## DATASET ENTRIES
'''
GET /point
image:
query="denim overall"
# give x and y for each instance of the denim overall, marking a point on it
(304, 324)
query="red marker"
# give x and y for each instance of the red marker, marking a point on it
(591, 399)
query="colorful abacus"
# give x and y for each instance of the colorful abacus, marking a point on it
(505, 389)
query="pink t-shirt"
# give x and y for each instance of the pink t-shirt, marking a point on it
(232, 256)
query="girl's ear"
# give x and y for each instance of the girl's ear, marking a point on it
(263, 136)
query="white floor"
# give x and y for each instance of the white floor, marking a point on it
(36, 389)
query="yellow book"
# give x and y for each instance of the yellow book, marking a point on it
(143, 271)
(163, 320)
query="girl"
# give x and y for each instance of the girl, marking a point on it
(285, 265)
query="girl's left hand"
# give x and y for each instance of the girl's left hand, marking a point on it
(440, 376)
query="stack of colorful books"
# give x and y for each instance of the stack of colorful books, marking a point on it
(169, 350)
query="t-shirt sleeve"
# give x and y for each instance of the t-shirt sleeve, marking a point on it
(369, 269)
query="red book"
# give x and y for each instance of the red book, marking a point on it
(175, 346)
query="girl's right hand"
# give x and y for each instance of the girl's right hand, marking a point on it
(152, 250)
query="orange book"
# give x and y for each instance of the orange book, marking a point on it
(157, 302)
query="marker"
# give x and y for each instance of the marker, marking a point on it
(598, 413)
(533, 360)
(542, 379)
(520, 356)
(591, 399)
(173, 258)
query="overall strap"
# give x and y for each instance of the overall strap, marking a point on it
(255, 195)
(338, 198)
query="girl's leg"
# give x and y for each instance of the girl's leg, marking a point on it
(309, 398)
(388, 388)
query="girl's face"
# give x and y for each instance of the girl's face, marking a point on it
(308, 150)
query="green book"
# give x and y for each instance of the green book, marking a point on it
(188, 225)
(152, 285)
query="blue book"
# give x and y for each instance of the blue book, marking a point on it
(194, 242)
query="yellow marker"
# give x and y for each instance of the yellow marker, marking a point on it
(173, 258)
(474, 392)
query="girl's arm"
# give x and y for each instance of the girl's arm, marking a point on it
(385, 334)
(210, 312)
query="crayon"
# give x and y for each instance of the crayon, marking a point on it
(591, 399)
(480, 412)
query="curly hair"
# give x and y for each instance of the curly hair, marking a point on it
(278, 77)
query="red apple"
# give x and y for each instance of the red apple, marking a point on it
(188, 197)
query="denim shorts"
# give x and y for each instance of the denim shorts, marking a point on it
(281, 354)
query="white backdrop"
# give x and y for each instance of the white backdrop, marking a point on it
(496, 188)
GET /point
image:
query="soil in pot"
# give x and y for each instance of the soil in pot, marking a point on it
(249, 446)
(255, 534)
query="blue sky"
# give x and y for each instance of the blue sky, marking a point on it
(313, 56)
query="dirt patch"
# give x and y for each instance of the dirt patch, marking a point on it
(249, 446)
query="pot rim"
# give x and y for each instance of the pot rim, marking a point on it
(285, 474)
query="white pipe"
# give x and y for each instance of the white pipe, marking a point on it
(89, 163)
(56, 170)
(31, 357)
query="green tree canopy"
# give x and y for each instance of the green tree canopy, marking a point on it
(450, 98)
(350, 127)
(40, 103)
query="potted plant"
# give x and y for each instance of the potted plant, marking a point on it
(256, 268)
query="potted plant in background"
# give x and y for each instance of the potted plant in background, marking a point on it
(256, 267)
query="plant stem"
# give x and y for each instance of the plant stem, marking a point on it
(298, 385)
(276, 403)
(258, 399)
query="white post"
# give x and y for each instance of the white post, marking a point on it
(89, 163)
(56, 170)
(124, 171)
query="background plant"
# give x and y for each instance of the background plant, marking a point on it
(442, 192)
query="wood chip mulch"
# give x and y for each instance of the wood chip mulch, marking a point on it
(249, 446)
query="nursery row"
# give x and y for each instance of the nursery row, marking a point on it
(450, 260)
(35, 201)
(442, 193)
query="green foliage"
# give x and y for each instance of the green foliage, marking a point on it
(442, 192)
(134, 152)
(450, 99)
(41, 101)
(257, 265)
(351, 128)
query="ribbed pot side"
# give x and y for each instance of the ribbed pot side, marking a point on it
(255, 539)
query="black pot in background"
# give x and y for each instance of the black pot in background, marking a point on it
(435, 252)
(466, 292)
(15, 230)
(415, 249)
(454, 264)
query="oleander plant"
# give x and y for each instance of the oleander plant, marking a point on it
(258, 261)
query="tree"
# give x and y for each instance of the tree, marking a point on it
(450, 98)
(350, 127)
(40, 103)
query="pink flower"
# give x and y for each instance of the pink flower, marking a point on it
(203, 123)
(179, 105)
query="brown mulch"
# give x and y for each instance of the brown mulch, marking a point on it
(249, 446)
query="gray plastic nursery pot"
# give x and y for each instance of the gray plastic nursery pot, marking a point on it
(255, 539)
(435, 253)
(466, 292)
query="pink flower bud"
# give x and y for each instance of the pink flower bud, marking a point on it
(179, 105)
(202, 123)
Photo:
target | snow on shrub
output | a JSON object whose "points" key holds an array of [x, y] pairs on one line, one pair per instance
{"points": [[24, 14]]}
'''
## WHAT IS NEEDED
Which lines of the items contain the string "plastic"? Locate and copy every one of them, treating case as significant.

## RESULT
query="gray plastic nursery pot"
# give x and y for each instance of the gray plastic nursery pot, marking a point on it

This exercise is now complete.